:: Given data ::
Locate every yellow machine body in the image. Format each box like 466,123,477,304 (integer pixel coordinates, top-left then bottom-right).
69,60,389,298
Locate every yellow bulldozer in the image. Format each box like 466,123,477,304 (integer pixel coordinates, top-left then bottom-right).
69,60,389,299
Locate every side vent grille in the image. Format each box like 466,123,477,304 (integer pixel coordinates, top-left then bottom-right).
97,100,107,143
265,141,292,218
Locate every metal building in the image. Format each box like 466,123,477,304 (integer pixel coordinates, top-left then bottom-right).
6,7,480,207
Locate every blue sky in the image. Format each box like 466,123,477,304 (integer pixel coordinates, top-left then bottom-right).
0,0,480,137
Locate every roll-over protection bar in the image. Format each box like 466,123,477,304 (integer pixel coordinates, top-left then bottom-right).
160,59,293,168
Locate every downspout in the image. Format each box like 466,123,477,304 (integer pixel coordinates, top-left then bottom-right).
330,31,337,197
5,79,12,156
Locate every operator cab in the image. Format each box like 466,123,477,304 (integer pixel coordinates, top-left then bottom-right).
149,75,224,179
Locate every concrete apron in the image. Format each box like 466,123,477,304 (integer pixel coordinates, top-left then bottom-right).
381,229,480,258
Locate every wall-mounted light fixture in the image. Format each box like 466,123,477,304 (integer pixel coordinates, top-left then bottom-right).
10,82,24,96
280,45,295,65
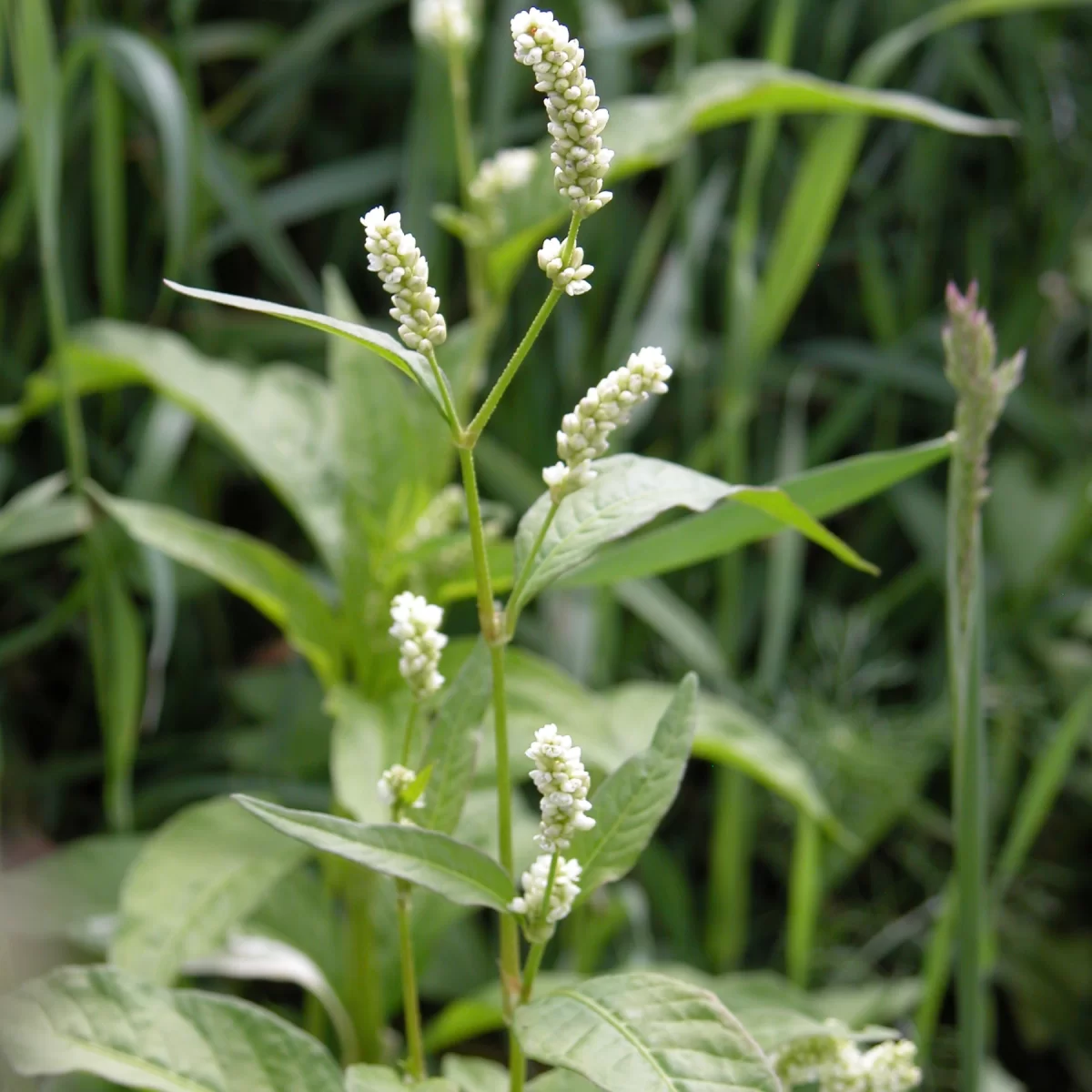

:: Required work ::
Gather every row above that contains the string "yellow", reproducing each one in full.

:: Task solution ::
Locate every yellow machine body in the image. Format each box like 466,123,477,304 (integer pixel coordinates, top-left then bottom-right).
Locate every yellow bulldozer in the image. Format each box like 466,123,477,304 (integer pixel coordinates, top-left then bottom-right).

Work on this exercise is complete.